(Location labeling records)

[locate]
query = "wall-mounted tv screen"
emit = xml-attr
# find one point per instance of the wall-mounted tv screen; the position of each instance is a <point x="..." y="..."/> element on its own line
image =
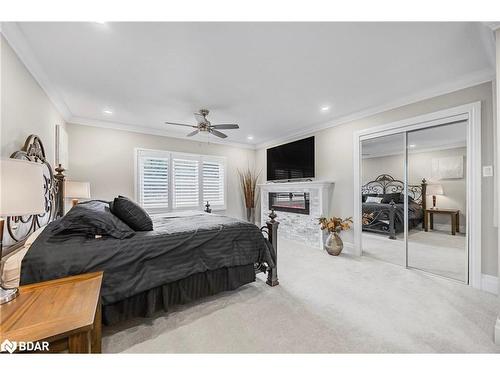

> [EXERCISE]
Rewrite every line of the records above as a numbered list, skipping any blank lines. Leave the pictures out of your answer.

> [WORKED SOLUTION]
1. [locate]
2. query = "wall-mounted tv screen"
3. emit = xml-attr
4. # find one point per instance of the wall-mounted tv screen; the position of each instance is a <point x="..." y="..."/> element on its own line
5. image =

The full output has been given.